::: Document passage :::

The public report acknowledges the central positive role the customer-facing SLO played in detecting the event. More subtly, one thing that came up in the incident review was that on Wednesday, information on an alternate hypothesis (the memory leak) from a newly participating engineer was welcomed. That is, an engineer presented contradictory evidence to a group of engineers confident in an alternate hypothesis they had spent many hours working under—and they were open to it. In my opinion this is anecdotal evidence of Westrum generativity.
Finally I would say that incident review environment itself was collegial and focused on understanding, fixing, and learning from the incident. As a low-context guest, I am ill-equipped to understand anything interpersonal or organizational that might be happening “under the surface”, but I witnessed healthy and lively debate and saw no red flags.
In my opinion the best resource today for improving incident review is Etsy’s Debriefing Facilitation Guide. The Learning from Incidents in Software community (LFI for short, founded by Nora Jones) has also recently launched a public website and blog with great content. Another great source is the blog of Adaptive Capacity Labs. ACL is an incident analysis focused consultancy founded by John Allspaw, Dr. Richard Cook, and Dr. David Woods, giants in the field of resilience engineering and its intersection with software.

::: Stored data :::

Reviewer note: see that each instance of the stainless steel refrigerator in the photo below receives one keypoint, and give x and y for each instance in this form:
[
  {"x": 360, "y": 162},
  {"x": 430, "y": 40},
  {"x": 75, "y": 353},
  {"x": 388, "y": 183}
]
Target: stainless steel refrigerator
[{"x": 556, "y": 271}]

:::

* **Task directions**
Turn the paragraph of the incident review passage that begins "In my opinion the best resource" into a short list that keeps its main facts. The records have no role in this exercise.

* **Solved problem**
- Best current resource for improving incident review, in the author's opinion: Etsy's Debriefing Facilitation Guide.
- Learning from Incidents in Software (LFI), founded by Nora Jones, has recently launched a public website and blog with great content.
- The blog of Adaptive Capacity Labs (ACL) is another great source. ACL is an incident-analysis consultancy founded by John Allspaw, Dr. Richard Cook, and Dr. David Woods, who are giants in resilience engineering and its intersection with software.